Copy out the lines of the records below word for word, starting with the line containing "Task: indicate the man's face" and going on through the line containing "<point>61,521</point>", and include nothing else.

## START Given data

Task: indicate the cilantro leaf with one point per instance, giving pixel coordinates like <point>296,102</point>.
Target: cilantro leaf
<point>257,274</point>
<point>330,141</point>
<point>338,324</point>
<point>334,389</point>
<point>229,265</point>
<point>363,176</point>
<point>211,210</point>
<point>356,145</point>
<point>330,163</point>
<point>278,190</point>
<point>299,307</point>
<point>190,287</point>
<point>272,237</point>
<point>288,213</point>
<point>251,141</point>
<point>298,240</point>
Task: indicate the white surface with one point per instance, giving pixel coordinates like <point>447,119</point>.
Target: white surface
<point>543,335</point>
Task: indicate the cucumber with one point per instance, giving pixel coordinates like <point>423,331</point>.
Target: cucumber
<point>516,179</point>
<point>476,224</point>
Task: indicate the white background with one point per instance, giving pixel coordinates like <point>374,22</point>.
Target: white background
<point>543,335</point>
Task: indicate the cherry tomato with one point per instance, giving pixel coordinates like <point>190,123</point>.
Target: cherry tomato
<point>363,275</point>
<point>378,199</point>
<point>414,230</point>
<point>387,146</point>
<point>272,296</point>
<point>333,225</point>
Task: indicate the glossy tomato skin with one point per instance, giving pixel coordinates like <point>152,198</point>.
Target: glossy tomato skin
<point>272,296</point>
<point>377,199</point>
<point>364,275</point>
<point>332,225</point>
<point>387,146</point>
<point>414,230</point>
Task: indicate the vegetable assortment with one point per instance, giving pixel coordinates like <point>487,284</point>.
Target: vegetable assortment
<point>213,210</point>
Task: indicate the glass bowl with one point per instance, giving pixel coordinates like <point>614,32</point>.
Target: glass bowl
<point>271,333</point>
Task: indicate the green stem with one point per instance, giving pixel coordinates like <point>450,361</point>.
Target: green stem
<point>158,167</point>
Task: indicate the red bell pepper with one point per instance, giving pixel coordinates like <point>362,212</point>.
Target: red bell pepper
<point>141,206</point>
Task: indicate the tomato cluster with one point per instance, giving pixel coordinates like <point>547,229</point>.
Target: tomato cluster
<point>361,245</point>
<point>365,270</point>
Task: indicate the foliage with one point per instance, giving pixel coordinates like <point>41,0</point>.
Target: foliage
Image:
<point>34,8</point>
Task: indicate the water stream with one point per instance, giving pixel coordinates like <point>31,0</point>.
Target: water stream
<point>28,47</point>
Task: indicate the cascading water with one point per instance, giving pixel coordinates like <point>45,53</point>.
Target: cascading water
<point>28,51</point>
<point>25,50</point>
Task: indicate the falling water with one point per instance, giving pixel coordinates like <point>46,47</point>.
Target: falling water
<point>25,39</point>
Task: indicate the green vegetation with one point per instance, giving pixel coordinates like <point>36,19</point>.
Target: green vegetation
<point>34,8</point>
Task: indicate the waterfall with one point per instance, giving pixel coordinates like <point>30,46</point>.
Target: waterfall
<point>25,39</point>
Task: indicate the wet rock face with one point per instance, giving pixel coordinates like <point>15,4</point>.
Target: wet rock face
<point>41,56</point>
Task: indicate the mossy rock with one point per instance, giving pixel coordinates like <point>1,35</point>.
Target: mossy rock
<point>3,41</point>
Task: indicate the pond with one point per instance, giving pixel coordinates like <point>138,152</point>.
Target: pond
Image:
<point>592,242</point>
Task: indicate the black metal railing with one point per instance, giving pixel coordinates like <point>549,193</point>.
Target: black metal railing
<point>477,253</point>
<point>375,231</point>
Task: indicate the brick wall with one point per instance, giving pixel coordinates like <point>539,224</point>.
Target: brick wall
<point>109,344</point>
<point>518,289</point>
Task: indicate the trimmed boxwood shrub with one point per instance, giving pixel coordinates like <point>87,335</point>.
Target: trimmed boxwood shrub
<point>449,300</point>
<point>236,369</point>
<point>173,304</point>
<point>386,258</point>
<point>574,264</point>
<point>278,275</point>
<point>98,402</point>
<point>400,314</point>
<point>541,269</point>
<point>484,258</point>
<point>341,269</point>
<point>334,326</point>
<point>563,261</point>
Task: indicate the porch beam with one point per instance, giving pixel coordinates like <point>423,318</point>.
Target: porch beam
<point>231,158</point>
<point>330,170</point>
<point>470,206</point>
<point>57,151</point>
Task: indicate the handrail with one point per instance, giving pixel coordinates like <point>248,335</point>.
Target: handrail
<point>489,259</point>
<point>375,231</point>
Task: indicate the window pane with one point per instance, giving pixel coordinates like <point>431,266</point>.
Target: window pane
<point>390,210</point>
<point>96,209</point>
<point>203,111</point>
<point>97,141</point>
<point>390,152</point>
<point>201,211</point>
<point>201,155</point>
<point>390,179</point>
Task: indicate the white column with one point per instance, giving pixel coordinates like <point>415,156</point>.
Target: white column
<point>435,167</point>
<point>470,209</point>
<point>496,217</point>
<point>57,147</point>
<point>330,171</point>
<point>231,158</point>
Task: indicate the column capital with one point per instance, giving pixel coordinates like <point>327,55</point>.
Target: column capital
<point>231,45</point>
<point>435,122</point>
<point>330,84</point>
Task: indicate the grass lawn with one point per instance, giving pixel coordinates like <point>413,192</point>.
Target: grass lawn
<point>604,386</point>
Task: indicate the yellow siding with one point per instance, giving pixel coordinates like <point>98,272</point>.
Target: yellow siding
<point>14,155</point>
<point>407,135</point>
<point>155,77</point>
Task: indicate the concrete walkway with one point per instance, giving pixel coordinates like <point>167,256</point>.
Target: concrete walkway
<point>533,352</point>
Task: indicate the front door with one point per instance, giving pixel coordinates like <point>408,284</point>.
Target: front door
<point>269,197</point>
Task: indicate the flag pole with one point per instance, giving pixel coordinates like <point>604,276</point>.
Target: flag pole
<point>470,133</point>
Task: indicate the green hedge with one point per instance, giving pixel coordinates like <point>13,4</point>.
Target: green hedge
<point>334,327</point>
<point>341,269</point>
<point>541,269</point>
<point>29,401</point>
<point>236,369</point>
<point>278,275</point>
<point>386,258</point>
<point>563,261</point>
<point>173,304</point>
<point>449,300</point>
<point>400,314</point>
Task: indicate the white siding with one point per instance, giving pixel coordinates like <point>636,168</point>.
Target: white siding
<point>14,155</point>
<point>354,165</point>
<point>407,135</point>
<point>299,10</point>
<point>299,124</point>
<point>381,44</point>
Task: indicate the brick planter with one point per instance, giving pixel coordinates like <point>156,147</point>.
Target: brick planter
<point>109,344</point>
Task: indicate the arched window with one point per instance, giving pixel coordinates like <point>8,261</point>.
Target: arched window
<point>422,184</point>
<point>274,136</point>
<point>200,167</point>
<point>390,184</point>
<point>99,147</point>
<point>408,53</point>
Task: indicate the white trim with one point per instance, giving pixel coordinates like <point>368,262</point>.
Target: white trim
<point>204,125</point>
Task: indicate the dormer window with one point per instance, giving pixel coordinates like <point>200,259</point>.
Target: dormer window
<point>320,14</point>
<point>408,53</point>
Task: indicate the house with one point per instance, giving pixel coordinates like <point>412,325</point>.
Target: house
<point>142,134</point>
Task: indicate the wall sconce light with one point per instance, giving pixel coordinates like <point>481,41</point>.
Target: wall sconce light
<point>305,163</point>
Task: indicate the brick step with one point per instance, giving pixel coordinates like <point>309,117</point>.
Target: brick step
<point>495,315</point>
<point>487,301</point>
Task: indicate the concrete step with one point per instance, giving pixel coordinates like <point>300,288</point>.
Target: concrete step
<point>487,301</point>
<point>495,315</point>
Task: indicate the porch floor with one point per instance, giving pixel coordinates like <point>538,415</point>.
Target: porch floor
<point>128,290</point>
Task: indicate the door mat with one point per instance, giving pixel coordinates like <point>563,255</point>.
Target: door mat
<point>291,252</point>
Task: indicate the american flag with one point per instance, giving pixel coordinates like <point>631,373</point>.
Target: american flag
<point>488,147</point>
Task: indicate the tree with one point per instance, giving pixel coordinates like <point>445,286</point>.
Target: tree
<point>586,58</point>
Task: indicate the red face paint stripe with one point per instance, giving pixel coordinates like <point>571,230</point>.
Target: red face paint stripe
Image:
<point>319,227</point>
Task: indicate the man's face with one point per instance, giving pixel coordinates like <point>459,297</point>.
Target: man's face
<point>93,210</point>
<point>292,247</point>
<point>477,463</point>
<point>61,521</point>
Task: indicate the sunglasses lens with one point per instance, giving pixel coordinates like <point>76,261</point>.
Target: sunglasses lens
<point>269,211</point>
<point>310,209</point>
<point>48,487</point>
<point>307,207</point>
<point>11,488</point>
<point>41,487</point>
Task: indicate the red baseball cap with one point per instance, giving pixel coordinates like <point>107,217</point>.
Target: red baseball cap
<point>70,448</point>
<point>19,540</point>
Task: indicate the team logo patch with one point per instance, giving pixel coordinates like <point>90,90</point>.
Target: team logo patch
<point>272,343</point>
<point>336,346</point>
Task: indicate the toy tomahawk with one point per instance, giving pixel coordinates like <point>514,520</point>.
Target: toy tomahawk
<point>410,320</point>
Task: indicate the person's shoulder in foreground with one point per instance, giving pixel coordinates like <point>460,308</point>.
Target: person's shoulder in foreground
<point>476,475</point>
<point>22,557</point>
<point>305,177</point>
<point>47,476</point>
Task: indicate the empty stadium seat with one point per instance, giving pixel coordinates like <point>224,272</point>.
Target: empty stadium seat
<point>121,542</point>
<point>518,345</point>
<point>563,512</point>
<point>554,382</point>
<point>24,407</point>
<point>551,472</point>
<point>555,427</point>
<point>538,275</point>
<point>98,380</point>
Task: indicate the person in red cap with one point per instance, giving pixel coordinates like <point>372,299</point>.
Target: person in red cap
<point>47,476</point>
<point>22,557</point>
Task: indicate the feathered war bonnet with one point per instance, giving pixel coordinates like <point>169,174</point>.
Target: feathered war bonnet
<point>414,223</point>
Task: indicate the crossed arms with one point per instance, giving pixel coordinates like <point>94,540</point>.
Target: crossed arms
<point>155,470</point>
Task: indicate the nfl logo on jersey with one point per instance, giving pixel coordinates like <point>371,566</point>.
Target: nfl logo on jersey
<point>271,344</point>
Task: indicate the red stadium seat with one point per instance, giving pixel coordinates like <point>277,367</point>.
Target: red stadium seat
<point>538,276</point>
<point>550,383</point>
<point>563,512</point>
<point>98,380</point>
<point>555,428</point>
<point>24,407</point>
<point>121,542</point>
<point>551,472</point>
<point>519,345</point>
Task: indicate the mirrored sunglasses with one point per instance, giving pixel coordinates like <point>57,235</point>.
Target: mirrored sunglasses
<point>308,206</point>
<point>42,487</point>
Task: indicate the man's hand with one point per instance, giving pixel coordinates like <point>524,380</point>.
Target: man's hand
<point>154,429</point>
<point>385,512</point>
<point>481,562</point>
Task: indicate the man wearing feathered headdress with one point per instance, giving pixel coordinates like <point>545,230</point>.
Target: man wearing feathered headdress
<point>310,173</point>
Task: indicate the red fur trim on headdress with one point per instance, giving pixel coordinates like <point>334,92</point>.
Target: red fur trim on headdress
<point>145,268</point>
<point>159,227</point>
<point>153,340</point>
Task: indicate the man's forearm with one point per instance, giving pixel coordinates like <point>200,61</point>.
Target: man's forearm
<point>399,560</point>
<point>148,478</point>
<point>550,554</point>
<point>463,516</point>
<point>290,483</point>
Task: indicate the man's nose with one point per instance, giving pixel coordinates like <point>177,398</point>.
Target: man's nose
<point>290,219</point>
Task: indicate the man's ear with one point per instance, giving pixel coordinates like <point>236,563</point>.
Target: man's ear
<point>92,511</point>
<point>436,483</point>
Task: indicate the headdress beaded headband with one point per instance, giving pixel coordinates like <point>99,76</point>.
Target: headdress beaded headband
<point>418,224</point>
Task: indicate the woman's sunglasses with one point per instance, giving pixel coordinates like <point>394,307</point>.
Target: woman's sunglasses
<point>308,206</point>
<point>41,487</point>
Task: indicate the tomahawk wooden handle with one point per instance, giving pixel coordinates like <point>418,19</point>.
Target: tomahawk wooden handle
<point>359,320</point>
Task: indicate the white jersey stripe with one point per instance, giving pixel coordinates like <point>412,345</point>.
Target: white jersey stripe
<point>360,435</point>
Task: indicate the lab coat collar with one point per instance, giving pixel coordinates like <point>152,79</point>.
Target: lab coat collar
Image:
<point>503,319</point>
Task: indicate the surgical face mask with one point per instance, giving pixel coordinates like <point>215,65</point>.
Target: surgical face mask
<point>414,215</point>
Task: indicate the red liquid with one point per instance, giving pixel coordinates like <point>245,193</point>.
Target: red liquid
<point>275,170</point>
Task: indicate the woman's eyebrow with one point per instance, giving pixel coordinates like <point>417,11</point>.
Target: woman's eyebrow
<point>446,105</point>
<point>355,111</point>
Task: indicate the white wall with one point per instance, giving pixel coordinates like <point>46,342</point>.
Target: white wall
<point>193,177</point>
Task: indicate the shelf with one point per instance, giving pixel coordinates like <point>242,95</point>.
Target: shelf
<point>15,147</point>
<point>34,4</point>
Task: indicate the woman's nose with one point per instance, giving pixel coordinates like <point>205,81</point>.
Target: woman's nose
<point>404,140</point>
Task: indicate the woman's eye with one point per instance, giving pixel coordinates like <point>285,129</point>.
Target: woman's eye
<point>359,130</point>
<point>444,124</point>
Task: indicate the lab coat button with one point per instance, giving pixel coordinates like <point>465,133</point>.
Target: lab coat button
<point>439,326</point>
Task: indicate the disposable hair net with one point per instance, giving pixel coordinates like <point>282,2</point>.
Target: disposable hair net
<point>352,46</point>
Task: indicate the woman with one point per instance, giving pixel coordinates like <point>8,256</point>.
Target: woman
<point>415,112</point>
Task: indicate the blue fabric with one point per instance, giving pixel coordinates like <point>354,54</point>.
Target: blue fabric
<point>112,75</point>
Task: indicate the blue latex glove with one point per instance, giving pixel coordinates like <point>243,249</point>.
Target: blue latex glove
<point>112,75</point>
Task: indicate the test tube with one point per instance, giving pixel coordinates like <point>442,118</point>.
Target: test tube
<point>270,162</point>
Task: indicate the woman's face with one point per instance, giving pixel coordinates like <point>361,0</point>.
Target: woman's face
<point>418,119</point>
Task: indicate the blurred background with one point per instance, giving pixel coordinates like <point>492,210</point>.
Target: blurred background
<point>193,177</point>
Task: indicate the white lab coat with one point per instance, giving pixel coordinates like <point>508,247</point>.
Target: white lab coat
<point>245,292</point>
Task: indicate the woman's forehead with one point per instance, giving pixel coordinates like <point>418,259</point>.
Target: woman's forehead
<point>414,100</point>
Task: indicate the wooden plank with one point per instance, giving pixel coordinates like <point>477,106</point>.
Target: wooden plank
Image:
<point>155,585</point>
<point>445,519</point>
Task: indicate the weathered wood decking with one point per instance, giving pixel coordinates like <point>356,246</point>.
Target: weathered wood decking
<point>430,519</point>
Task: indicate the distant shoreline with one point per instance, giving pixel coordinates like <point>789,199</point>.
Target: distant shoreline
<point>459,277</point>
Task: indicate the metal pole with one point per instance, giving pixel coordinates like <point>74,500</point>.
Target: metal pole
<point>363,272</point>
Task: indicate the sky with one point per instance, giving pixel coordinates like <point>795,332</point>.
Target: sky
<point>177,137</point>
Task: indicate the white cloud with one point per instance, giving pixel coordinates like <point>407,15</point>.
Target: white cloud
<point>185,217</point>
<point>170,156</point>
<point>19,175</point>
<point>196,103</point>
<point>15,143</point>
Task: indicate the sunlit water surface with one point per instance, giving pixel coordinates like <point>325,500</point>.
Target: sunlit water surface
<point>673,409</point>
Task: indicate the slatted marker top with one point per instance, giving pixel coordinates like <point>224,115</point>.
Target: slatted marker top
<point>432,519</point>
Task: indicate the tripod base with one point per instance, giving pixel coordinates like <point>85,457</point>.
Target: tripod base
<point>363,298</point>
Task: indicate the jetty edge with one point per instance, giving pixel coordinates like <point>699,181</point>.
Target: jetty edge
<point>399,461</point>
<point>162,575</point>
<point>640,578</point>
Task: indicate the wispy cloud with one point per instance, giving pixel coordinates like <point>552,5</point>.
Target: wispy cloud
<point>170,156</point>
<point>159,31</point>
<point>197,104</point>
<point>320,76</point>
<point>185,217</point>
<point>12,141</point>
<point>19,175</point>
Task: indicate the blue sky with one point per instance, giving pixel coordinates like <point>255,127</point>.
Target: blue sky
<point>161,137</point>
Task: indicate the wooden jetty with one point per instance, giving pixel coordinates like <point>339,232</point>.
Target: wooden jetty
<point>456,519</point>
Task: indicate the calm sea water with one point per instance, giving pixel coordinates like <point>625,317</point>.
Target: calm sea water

## END Given data

Full output.
Task: indicate the man's face with one point per instance, giving pixel coordinates like <point>459,297</point>.
Target: man's face
<point>93,210</point>
<point>292,247</point>
<point>477,463</point>
<point>61,521</point>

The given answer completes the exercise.